***** Extrait du texte *****
Maroc

Industrie de pointe. Ryad Mezzour : «Notre ambition est de passer du Fabriqué au Maroc au Conçu et innové au Maroc»

Ryad Mezzour
Ministre de l’Industrie et du Commerce

Dans cet entretien exclusif, le ministre de l’Industrie et du Commerce dévoile la stratégie déployée pour faire du Royaume une plateforme technologique de référence. Des batteries électriques aux puces électroniques, en passant par les biotechnologies et l’intelligence artificielle, l’ambition est de capter des investissements à haute valeur ajoutée, renforcer l’intégration locale et former un capital humain en phase avec les exigences de l’industrie 4.0.

Le Maroc affiche l’ambition d’intégrer les segments les plus avancés des chaînes de valeur mondiales. Quelles sont aujourd’hui les filières prioritaires identifiées par le ministère pour porter cette montée en gamme industrielle ?
Notre priorité aujourd’hui est effectivement d’accélérer la montée en gamme de l’industrie nationale. Cela signifie renforcer le positionnement du Royaume en tant qu’acteur industriel à haute valeur ajoutée, capable de rivaliser sur les segments les plus avancés des chaînes de valeur mondiales. Pour y parvenir, nous misons sur la diversification de nos filières industrielles, l’investissement dans les technologies de pointe et la formation de compétences adaptées aux métiers d’avenir.

Plusieurs filières stratégiques se distinguent par leur rôle moteur dans cette ambition. Nous avons d’abord l’automobile, un pilier de notre base industrielle, qui poursuit son ascension grâce à l’intégration croissante de technologies liées à la mobilité électrique.

Le Maroc œuvre aujourd’hui au développement d’un écosystème intégré de mobilité électrique, englobant la fabrication de composants de batteries et de matières premières chimiques stratégiques. Il y a quelques jours, vous avez pu assister à l’inauguration à Jorf Lasfar de la première unité marocaine dédiée à la production de matériaux électriques de Cobco, un projet qui mobilise 20 milliards de dirhams et marque une étape capitale de la stratégie industrielle du Royaume en matière d’intégration locale de la chaîne de valeur. Nous avons également l’aéronautique, un autre fleuron stratégique.
*****
## Tâches demandées
1. Répondez à ces questions sur l'entretien :
(a) Quel poste occupe Ryad Mezzour ?
(b) Quelle filière est présentée comme « un pilier de notre base industrielle » ?
(c) Combien de dirhams mobilise le projet de Cobco inauguré à Jorf Lasfar ?
2. Modifiez le passage de l'entretien qui s'ouvre sur « Le Maroc œuvre » et se termine par « autre fleuron stratégique. », en remplaçant « quelques jours » par « quelques semaines ».
Les enregistrements proviennent d'une autre source.
***** Données fournies *****
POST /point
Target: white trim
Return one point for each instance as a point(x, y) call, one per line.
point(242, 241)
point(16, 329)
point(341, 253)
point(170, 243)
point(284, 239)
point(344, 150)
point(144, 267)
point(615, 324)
*****
## Réponses par tâche
1.
(a) Ministre de l'Industrie et du Commerce.
(b) L'automobile.
(c) 20 milliards de dirhams.

2.
Le Maroc œuvre aujourd’hui au développement d’un écosystème intégré de mobilité électrique, englobant la fabrication de composants de batteries et de matières premières chimiques stratégiques. Il y a quelques semaines, vous avez pu assister à l’inauguration à Jorf Lasfar de la première unité marocaine dédiée à la production de matériaux électriques de Cobco, un projet qui mobilise 20 milliards de dirhams et marque une étape capitale de la stratégie industrielle du Royaume en matière d’intégration locale de la chaîne de valeur. Nous avons également l’aéronautique, un autre fleuron stratégique.